====== GIVEN RECORDS ======
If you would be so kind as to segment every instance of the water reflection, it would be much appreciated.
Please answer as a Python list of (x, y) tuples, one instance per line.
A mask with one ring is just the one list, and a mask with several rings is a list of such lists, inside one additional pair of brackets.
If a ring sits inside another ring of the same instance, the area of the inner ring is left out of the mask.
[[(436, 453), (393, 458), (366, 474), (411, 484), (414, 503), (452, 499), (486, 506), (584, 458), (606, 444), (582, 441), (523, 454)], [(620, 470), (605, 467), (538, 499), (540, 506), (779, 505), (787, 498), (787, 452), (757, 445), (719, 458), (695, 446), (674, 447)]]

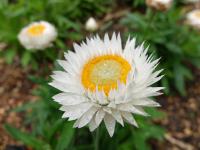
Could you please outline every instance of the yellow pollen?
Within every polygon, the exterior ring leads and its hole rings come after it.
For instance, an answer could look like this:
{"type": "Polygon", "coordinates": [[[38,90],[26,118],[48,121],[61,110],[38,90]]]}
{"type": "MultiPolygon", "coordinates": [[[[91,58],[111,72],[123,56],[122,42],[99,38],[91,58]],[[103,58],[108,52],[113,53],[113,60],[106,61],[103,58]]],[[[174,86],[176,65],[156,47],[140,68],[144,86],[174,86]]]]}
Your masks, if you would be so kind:
{"type": "Polygon", "coordinates": [[[89,60],[83,67],[82,84],[86,89],[103,90],[106,95],[117,88],[117,81],[126,83],[131,65],[121,56],[103,55],[89,60]]]}
{"type": "Polygon", "coordinates": [[[28,34],[31,36],[38,36],[44,32],[45,26],[42,24],[32,25],[28,28],[28,34]]]}

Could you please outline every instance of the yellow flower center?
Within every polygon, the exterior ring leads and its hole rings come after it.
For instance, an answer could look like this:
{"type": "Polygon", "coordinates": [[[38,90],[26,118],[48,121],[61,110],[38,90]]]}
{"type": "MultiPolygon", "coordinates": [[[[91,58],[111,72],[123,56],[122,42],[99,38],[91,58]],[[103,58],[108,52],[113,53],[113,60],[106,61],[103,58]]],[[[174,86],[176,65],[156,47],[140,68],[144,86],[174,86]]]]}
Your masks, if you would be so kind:
{"type": "Polygon", "coordinates": [[[97,56],[83,67],[82,84],[86,89],[103,90],[106,95],[117,88],[117,81],[126,83],[131,65],[118,55],[97,56]]]}
{"type": "Polygon", "coordinates": [[[42,24],[32,25],[28,28],[28,34],[31,36],[38,36],[44,32],[45,26],[42,24]]]}

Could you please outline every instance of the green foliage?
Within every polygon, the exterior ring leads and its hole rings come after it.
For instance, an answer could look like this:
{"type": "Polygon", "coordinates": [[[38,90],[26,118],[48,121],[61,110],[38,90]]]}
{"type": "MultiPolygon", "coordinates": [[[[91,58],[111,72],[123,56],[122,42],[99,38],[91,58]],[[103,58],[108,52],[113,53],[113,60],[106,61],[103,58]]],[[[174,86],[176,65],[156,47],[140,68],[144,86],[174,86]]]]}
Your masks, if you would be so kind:
{"type": "Polygon", "coordinates": [[[174,8],[168,12],[155,12],[150,9],[146,14],[130,13],[121,19],[121,24],[129,28],[127,35],[137,37],[139,42],[146,40],[150,44],[150,52],[156,58],[161,58],[160,67],[164,68],[165,79],[162,86],[165,93],[172,92],[175,87],[185,96],[185,81],[192,79],[189,64],[199,67],[200,36],[194,30],[182,25],[180,9],[174,8]]]}

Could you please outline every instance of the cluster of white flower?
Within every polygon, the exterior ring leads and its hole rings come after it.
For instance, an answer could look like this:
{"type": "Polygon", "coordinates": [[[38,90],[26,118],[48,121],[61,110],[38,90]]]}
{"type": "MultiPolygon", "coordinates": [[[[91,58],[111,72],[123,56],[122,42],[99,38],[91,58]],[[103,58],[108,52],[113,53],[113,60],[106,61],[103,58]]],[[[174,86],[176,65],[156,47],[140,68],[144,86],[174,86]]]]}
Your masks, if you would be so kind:
{"type": "Polygon", "coordinates": [[[43,50],[51,46],[56,37],[55,27],[46,21],[33,22],[18,35],[20,43],[28,50],[43,50]]]}

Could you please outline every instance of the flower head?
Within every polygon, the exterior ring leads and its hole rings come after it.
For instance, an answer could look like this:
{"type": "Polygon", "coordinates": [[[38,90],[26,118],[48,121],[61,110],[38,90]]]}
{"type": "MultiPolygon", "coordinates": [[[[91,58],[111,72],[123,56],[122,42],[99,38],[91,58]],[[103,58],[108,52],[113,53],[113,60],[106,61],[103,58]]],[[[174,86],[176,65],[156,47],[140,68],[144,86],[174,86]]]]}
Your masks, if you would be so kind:
{"type": "Polygon", "coordinates": [[[46,21],[33,22],[24,27],[18,39],[26,49],[45,49],[56,39],[57,32],[53,25],[46,21]]]}
{"type": "Polygon", "coordinates": [[[135,47],[135,38],[123,48],[120,35],[105,34],[74,44],[74,50],[58,61],[64,71],[54,71],[50,83],[62,91],[53,99],[62,105],[63,118],[76,120],[74,127],[93,131],[103,120],[112,136],[116,121],[138,126],[132,114],[147,116],[144,106],[160,106],[150,98],[163,89],[151,87],[162,78],[162,70],[154,71],[159,60],[148,57],[143,44],[135,47]]]}
{"type": "Polygon", "coordinates": [[[93,17],[90,17],[86,24],[85,24],[85,29],[88,31],[96,31],[98,29],[98,23],[93,17]]]}
{"type": "Polygon", "coordinates": [[[173,0],[146,0],[146,4],[157,10],[168,10],[172,5],[173,0]]]}
{"type": "Polygon", "coordinates": [[[187,14],[187,23],[200,29],[200,9],[193,10],[187,14]]]}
======
• **WHAT YOU HAVE TO DO**:
Reproduce the entries above, substituting "outer ring" for every occurrence of "exterior ring" and leaving everything else unchanged. Omit the pictures from your answer.

• **EXERCISE ANSWER**:
If you would be so kind as to segment every instance of the water reflection, it would be much appreciated.
Please answer as a Python list of (x, y) tuples, one instance per line.
A mask with one ring is just the one list, and a mask with several rings is a list of such lists, inside one additional pair of brackets.
If a ring sits inside another ring of the same instance, the area of the inner ring is left out of the mask.
[[(436, 453), (393, 458), (366, 474), (411, 484), (414, 503), (452, 499), (486, 506), (584, 458), (606, 444), (582, 441), (523, 454)], [(620, 470), (605, 467), (538, 499), (540, 506), (779, 505), (787, 498), (787, 452), (757, 445), (719, 458), (695, 446), (674, 447)]]

Could you please outline every instance of the yellow pollen?
Within every polygon, the outer ring leads and its hole rings come after it.
For instance, an answer could look like this:
{"type": "Polygon", "coordinates": [[[38,90],[26,118],[48,121],[61,110],[38,90]]]}
{"type": "MultiPolygon", "coordinates": [[[[91,58],[111,72],[123,56],[122,42],[99,38],[91,58]],[[103,58],[108,52],[113,53],[113,60],[106,61],[103,58]]],[[[174,86],[176,65],[156,47],[140,68],[144,86],[174,86]]]]}
Your masks, if you would be so kind:
{"type": "Polygon", "coordinates": [[[89,60],[83,67],[82,84],[86,89],[103,90],[106,95],[117,88],[117,81],[126,83],[131,65],[121,56],[103,55],[89,60]]]}
{"type": "Polygon", "coordinates": [[[28,34],[31,36],[38,36],[44,32],[45,26],[42,24],[32,25],[28,28],[28,34]]]}

Could you please outline every instance of the yellow flower center?
Within every polygon, the outer ring leads and its hole rings come after it.
For instance, an answer could look like this:
{"type": "Polygon", "coordinates": [[[38,90],[26,118],[48,121],[61,110],[38,90]]]}
{"type": "MultiPolygon", "coordinates": [[[[91,58],[111,72],[123,56],[122,42],[99,38],[91,58]],[[103,58],[108,52],[113,53],[113,60],[106,61],[103,58]]],[[[174,86],[176,65],[156,47],[140,68],[144,86],[174,86]]]]}
Your masks, if you would be so kind:
{"type": "Polygon", "coordinates": [[[97,56],[83,67],[82,84],[86,89],[103,90],[106,95],[117,88],[117,81],[126,83],[131,65],[118,55],[97,56]]]}
{"type": "Polygon", "coordinates": [[[42,24],[32,25],[28,28],[28,34],[31,36],[38,36],[44,32],[45,26],[42,24]]]}

Could you please outline every instance of the green foliage?
Within every polygon, the outer ring leads and its hole rings come after it.
For instance, an answer could look like this:
{"type": "Polygon", "coordinates": [[[38,90],[26,118],[48,121],[61,110],[38,90]]]}
{"type": "MultiPolygon", "coordinates": [[[[91,58],[111,72],[123,56],[122,42],[99,38],[91,58]],[[103,58],[108,52],[113,53],[113,60],[106,61],[103,58]]],[[[174,86],[176,65],[156,47],[140,68],[144,86],[174,86]]]]}
Your masks, if you would be so kind:
{"type": "Polygon", "coordinates": [[[174,8],[168,12],[155,12],[150,9],[146,14],[130,13],[121,19],[121,24],[129,28],[127,35],[137,37],[139,42],[146,40],[150,44],[150,52],[156,58],[161,58],[160,67],[164,68],[165,79],[162,86],[165,93],[172,92],[175,87],[185,96],[185,81],[192,79],[189,64],[199,67],[200,36],[194,30],[182,25],[180,9],[174,8]]]}

Could you please outline every instance of the cluster of white flower?
Within every polygon, the outer ring leads and its hole rings come after it.
For instance, an answer could look like this:
{"type": "Polygon", "coordinates": [[[38,90],[26,118],[48,121],[61,110],[38,90]]]}
{"type": "MultiPolygon", "coordinates": [[[[91,58],[111,72],[123,56],[122,42],[99,38],[91,58]],[[103,58],[108,52],[113,53],[113,60],[106,61],[103,58]]],[[[174,86],[176,65],[156,47],[140,68],[144,86],[174,86]]]]}
Your masks, if you would be so kind:
{"type": "Polygon", "coordinates": [[[43,50],[51,46],[56,37],[55,27],[46,21],[33,22],[18,35],[20,43],[28,50],[43,50]]]}

Could you please outline every instance of the flower head?
Within every polygon, the outer ring leads and its hole rings come after it.
For instance, an answer could look like this:
{"type": "Polygon", "coordinates": [[[38,90],[26,118],[48,121],[61,110],[38,90]]]}
{"type": "MultiPolygon", "coordinates": [[[[91,58],[111,72],[123,56],[122,42],[99,38],[91,58]],[[103,58],[108,52],[113,53],[113,60],[106,61],[103,58]]],[[[174,86],[176,65],[156,47],[140,68],[144,86],[174,86]]]]}
Your masks, if you would be so kind:
{"type": "Polygon", "coordinates": [[[46,21],[33,22],[24,27],[18,39],[26,49],[45,49],[56,39],[57,32],[53,25],[46,21]]]}
{"type": "Polygon", "coordinates": [[[135,47],[135,38],[123,48],[120,35],[105,34],[74,44],[74,50],[58,61],[64,71],[54,71],[50,83],[62,91],[53,99],[62,105],[63,118],[76,120],[74,127],[93,131],[103,120],[112,136],[116,121],[138,126],[132,114],[147,116],[144,106],[160,106],[150,98],[163,89],[151,87],[162,78],[162,70],[154,71],[159,60],[148,57],[143,44],[135,47]]]}
{"type": "Polygon", "coordinates": [[[93,17],[90,17],[86,24],[85,24],[85,29],[88,31],[96,31],[98,29],[98,23],[93,17]]]}
{"type": "Polygon", "coordinates": [[[173,0],[146,0],[146,4],[157,10],[168,10],[172,5],[173,0]]]}
{"type": "Polygon", "coordinates": [[[187,14],[187,23],[200,29],[200,9],[193,10],[187,14]]]}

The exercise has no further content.